**Goal of the exercise**
Exact reproduction of all the data is needed.

Excerpts from a dataset:
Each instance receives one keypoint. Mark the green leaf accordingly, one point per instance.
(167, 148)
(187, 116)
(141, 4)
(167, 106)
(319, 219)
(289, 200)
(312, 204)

**Result**
Each instance receives one keypoint. Mark the green leaf accordingly, one point per instance.
(167, 148)
(187, 116)
(141, 4)
(167, 106)
(319, 219)
(289, 200)
(312, 204)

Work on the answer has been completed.